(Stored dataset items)
^^^^^^^^

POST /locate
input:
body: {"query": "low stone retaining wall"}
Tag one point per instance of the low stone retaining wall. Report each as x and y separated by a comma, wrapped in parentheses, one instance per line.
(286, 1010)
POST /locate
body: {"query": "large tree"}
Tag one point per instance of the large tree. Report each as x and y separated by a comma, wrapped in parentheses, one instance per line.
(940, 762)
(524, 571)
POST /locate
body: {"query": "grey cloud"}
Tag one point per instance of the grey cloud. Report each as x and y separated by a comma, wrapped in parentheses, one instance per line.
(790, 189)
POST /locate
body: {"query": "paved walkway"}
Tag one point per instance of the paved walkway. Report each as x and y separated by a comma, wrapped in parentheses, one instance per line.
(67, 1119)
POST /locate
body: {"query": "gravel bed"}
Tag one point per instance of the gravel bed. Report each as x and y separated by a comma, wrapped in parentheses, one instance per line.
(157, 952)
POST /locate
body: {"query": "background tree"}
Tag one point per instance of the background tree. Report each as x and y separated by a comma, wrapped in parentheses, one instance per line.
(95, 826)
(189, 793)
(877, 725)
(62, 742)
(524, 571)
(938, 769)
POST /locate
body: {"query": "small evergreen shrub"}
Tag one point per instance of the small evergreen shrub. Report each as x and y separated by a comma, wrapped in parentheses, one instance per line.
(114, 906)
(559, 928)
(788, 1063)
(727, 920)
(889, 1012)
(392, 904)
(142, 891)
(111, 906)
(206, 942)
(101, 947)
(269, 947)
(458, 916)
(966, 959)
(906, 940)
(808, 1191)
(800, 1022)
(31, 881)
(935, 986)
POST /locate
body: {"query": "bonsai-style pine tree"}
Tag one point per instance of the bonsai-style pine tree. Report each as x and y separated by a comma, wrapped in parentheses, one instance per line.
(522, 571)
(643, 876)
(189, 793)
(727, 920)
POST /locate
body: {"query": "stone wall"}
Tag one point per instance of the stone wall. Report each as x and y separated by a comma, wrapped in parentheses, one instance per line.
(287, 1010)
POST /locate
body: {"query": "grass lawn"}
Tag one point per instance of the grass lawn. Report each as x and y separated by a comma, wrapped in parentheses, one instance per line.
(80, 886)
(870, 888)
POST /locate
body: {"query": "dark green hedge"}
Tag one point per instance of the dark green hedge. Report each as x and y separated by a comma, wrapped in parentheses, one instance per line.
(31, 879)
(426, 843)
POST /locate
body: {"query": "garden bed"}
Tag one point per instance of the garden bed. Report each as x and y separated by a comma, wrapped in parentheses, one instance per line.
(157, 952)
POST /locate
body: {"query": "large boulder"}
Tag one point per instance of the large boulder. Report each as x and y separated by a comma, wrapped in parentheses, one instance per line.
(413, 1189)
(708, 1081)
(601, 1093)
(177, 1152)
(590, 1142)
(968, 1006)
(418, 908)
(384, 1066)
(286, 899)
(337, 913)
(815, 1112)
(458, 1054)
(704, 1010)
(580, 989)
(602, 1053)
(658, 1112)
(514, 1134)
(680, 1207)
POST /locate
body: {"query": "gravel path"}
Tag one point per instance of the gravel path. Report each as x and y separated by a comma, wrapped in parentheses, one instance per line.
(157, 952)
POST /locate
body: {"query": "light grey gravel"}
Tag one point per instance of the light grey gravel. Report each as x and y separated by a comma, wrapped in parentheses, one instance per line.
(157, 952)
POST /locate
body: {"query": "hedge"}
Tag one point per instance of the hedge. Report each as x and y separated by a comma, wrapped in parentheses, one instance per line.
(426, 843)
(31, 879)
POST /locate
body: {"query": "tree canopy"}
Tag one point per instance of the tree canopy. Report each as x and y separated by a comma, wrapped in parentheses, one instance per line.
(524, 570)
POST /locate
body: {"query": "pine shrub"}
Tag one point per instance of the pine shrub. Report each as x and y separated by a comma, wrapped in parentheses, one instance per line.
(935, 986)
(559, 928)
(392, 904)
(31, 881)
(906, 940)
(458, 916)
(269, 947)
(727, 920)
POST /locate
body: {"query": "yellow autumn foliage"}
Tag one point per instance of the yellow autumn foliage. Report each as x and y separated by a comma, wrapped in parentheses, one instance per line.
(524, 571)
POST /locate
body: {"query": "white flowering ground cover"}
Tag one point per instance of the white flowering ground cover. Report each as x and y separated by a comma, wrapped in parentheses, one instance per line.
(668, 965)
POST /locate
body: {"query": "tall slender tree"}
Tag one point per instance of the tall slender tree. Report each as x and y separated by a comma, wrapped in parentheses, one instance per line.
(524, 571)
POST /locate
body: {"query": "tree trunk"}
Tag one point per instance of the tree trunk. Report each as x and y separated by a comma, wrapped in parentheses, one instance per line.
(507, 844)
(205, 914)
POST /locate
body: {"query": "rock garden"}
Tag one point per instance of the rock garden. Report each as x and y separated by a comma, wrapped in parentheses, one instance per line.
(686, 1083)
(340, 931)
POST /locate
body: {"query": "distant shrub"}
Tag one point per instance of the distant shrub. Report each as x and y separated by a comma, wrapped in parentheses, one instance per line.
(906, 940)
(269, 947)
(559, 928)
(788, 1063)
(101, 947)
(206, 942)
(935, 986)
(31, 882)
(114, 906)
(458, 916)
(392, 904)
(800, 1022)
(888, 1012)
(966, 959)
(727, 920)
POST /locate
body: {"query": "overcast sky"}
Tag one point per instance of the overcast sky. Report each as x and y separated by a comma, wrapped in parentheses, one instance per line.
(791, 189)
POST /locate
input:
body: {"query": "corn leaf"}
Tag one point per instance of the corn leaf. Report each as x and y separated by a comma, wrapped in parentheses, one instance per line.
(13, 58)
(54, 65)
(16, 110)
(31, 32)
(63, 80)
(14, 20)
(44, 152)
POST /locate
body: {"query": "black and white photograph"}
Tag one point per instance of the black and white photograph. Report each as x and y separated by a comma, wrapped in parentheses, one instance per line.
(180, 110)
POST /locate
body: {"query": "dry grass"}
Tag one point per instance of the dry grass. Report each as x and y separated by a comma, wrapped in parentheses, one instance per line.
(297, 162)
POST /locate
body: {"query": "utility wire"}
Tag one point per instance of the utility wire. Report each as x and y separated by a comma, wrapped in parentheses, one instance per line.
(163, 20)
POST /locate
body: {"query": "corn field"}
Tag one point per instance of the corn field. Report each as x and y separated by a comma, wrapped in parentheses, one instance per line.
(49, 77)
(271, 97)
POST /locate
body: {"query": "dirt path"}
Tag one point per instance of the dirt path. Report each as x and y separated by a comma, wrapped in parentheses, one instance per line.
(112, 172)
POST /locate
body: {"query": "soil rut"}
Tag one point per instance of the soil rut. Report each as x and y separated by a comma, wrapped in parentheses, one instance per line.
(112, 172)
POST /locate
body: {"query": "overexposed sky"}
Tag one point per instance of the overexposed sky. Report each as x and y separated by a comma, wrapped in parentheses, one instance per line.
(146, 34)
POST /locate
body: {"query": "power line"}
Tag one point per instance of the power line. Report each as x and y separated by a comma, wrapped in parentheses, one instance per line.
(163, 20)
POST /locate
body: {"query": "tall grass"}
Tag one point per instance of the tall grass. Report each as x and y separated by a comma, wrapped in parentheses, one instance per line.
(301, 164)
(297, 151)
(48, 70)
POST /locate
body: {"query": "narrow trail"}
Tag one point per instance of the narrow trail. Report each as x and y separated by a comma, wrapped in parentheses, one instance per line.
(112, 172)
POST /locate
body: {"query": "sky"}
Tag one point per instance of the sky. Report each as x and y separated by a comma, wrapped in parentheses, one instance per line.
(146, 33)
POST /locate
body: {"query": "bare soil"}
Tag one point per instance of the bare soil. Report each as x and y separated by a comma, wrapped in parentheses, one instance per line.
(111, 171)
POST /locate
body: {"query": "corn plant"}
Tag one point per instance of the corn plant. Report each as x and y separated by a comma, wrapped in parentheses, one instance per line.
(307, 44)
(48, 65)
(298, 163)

^^^^^^^^

__Given request__
List each line of the entries above that contains the string "cloud". Case matters.

__Response to the exercise__
body: {"query": "grey cloud"}
Tag one point per instance of the grey cloud. Report each as x and y separated by a comma, wrapped in parentheses, one instance per line.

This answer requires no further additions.